▶ **WORK INSTRUCTION**
How many lines of the data contain the word "throat"? Give only that number.

▶ **DATA FOR PROCESSING**
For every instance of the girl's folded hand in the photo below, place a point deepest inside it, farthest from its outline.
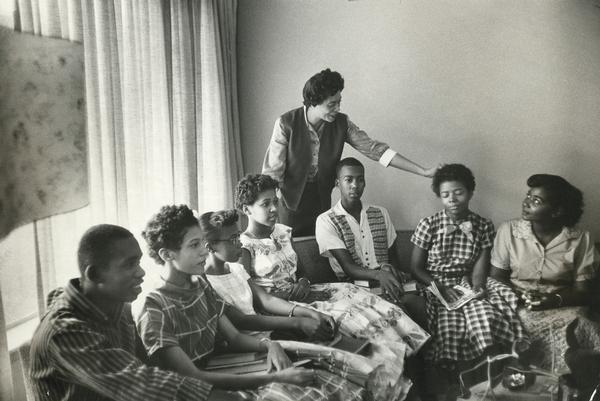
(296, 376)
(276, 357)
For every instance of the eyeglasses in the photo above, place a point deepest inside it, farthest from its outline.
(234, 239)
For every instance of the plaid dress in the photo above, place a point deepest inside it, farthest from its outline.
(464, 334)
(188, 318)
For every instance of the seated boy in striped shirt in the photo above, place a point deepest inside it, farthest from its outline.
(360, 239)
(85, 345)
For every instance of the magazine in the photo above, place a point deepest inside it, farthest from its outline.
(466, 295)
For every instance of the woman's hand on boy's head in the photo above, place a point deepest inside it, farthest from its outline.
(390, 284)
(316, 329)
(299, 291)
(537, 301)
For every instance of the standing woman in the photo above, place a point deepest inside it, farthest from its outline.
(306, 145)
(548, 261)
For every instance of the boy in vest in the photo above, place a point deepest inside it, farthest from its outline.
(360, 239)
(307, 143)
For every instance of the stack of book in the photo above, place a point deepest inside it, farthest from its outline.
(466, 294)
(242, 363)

---

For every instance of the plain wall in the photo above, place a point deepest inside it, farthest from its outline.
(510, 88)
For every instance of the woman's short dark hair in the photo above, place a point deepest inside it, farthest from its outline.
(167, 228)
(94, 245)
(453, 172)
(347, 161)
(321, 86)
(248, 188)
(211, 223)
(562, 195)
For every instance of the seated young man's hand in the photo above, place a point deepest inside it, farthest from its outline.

---

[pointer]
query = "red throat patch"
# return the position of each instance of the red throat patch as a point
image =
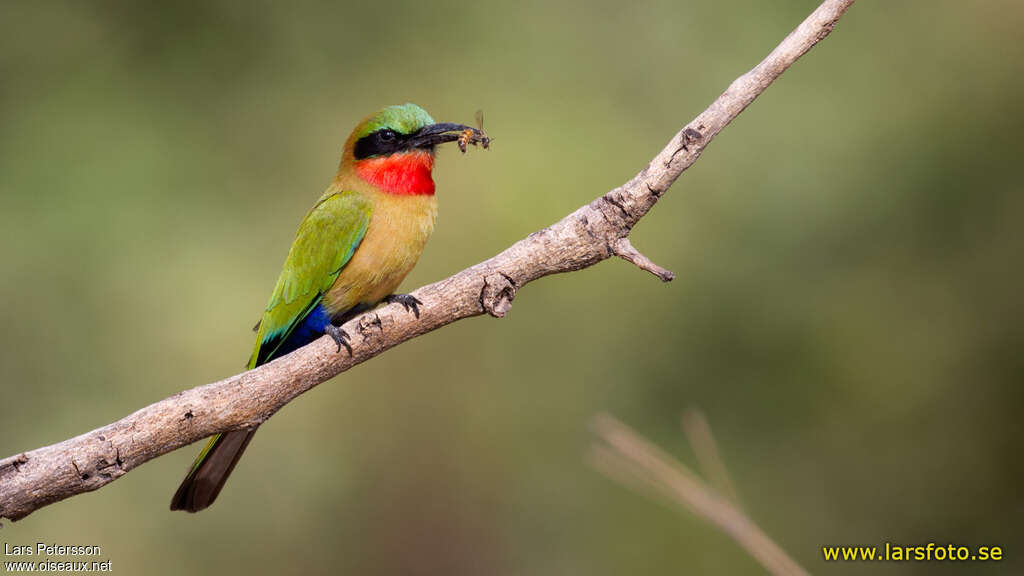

▶ **REPLY**
2